───── Supplied records ─────
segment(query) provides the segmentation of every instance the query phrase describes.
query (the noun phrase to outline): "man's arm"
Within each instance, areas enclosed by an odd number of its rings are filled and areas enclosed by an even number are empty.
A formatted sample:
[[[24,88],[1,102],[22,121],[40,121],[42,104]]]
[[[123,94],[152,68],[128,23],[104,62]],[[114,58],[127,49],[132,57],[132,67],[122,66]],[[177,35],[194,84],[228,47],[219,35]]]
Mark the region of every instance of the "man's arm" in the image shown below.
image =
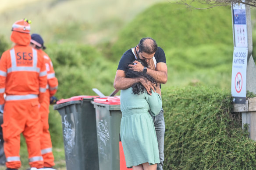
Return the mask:
[[[164,62],[156,64],[156,70],[148,69],[147,74],[153,77],[157,83],[165,84],[167,82],[167,66]]]
[[[126,89],[131,87],[133,84],[140,82],[145,87],[148,93],[151,94],[152,89],[155,91],[151,82],[143,77],[126,78],[124,71],[120,69],[117,70],[114,86],[117,90]]]
[[[133,71],[142,72],[144,67],[139,62],[135,61],[137,64],[135,65],[129,65],[129,66],[132,67],[130,69]],[[167,66],[164,62],[158,62],[156,64],[156,70],[153,70],[148,68],[147,74],[153,77],[157,83],[165,84],[167,82]]]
─────
Work to complete:
Display every line of the records above that contains the word "image", reproducing each such line in full.

Exercise response:
Mark the region of every instance of the "man's arm" in the image shown below.
image =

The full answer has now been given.